Work to complete:
Count how many of the lines below contain the word "pavement", matching case exactly, and reply with that number alone.

___ Task data ___

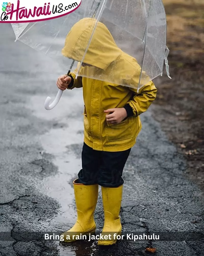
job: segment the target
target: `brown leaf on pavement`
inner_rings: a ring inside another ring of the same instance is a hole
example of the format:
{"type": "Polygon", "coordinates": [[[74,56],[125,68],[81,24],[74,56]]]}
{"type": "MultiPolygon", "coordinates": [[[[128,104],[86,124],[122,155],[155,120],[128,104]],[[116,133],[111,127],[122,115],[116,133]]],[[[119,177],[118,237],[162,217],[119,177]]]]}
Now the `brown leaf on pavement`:
{"type": "Polygon", "coordinates": [[[146,248],[145,249],[148,252],[152,252],[153,253],[156,252],[156,248],[146,248]]]}

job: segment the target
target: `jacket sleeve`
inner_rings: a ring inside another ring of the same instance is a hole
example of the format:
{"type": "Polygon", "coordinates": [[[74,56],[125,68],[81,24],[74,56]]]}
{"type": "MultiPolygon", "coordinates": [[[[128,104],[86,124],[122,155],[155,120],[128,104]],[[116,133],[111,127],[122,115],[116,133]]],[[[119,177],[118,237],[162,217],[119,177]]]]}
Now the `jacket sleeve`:
{"type": "MultiPolygon", "coordinates": [[[[79,64],[78,63],[78,66],[79,64]]],[[[74,70],[74,72],[76,73],[77,70],[77,68],[74,70]]],[[[67,87],[67,89],[71,90],[74,88],[81,88],[82,87],[82,77],[78,77],[76,79],[76,75],[72,72],[70,73],[69,76],[70,77],[72,80],[71,82],[67,87]]]]}
{"type": "Polygon", "coordinates": [[[129,89],[134,95],[127,104],[132,108],[134,115],[137,116],[147,110],[155,99],[157,90],[151,81],[141,88],[138,93],[137,89],[129,89]]]}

___

Exercise solution:
2